• Exercise objective:
Retyping the entries exactly is all that is required.

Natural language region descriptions
####
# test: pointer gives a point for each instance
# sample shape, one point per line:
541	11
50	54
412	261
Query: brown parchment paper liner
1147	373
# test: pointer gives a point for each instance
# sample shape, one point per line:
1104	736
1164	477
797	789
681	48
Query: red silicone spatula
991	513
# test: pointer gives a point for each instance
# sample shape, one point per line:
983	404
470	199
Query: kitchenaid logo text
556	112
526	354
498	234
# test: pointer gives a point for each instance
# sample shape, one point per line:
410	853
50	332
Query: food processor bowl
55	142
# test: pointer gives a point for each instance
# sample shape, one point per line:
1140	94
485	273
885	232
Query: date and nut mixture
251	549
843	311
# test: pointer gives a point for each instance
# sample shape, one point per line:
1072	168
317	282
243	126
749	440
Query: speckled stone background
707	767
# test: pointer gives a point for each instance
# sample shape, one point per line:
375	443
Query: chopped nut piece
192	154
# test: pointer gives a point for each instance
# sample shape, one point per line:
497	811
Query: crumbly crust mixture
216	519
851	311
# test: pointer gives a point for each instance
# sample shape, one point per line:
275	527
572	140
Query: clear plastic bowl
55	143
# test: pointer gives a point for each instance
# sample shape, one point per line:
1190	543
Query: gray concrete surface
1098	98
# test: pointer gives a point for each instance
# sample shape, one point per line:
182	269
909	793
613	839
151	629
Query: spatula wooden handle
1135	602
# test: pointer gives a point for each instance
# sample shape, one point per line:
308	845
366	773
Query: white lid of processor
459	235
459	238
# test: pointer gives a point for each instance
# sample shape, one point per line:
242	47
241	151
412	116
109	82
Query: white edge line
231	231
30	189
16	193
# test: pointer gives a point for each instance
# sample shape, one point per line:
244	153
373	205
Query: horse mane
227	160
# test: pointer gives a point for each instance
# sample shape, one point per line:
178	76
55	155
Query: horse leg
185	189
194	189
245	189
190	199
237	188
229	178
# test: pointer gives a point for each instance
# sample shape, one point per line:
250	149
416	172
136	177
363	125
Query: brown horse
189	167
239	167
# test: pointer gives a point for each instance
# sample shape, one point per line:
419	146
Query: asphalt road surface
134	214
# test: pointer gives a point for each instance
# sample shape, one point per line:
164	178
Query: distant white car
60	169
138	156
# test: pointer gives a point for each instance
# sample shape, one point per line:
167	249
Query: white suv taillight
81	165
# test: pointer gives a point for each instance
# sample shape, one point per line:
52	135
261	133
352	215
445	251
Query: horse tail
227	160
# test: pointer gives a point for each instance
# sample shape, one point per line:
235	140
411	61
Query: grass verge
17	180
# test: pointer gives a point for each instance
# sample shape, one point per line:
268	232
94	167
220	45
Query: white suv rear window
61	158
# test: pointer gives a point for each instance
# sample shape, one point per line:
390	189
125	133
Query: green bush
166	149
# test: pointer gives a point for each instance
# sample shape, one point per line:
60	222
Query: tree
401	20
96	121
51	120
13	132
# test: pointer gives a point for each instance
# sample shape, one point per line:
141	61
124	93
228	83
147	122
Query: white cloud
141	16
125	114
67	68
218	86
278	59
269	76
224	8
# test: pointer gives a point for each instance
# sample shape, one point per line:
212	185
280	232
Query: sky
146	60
####
• Response below:
# test: pointer gives a point for each instance
# sample shape, one point per line:
541	11
50	54
412	261
Query: brown parchment paper liner
1147	373
# test: pointer gives a point for each instance
# sample shape, one point per line:
1104	736
1164	477
797	789
681	48
Query: red silicone spatula
991	513
# test: pointer gives a point for each instance
# sample shape, one point per line:
983	404
470	199
Query: kitchenaid logo text
556	112
526	354
498	234
# test: pointer gives a point for each instance
# sample shape, one point per line:
410	853
50	332
Query: food processor bowl
55	142
# test: pointer gives a point for each instance
# sample shape, one point per line:
1140	94
485	273
885	232
Query: date and nut mixture
251	549
843	311
# test: pointer gives a point for each instance
# sample shape, one point per line:
1072	168
317	282
243	126
749	440
Query: speckled stone background
707	767
# test: pointer gives a point for each instance
# sample shape, one point per line:
375	443
Query: chopped nut piece
192	154
# test: pointer gives a point for each instance
# sample shape, one point per line:
497	811
Query: crumbly crust mixture
216	519
851	311
# test: pointer gives a point for each instance
# sample shape, one point per line:
275	527
572	140
Query: clear plastic bowl
55	143
# test: pointer gives a point for each instance
# sample shape, one point per line:
1190	543
Query: gray concrete surface
1098	98
# test: pointer gives a point for each instance
# sample shape, one point per line:
182	269
909	793
613	839
151	629
Query: spatula wooden handle
1135	602
# test: pointer gives a point for each instance
# sample shape, one point per line:
308	845
366	773
Query: white lid of processor
459	235
459	238
# test: pointer gives a point for each instance
# sample shape, one point per line:
242	47
241	151
412	116
109	82
Query: white edge line
231	231
30	189
16	193
# test: pointer gives a point for each instance
# sample shape, one point per line:
244	153
373	205
Query: horse mane
227	160
# test: pointer gives a point for each instance
# sample shape, one point per line:
178	76
55	155
Query: horse leg
185	189
194	189
245	189
190	199
237	188
229	178
# test: pointer gives a point for each instance
# sample shape, one point per line:
250	149
416	172
136	177
363	125
Query: brown horse
189	167
239	167
# test: pointer gives a point for each instance
# sample shape, one point per line:
419	146
Query: asphalt road surface
134	214
# test: pointer gives a point for each instance
# sample shape, one point per line:
164	178
Query: distant white car
60	169
138	156
# test: pointer gives a point for each instance
# sample shape, one point per line:
167	249
Query: white suv taillight
81	165
# test: pointer gives a point for each instance
# sample shape, one point per line:
52	135
261	133
352	215
445	251
Query: horse tail
227	160
# test: pointer gives a point for each instance
# sample shape, one point per line:
235	140
411	61
Query: grass verge
17	180
# test: pointer gives a point for each instance
# sample shape, one point per line:
268	232
94	167
220	45
Query: white suv rear window
61	158
# test: pointer gives a point for each instance
# sample shape, one point per line:
390	189
125	133
Query: green bush
166	149
# test: pointer gives a point for each instance
# sample shape, one point per line:
60	222
Query: tree
401	20
96	121
51	120
13	132
# test: pointer gives a point for each instance
# sample shape, one point per line:
141	61
124	93
228	83
147	122
Query: white cloud
141	16
125	114
67	68
218	86
278	59
269	76
224	8
# test: pointer gives a point for each instance
# sample shape, one point per line:
212	185
280	232
Query: sky
146	60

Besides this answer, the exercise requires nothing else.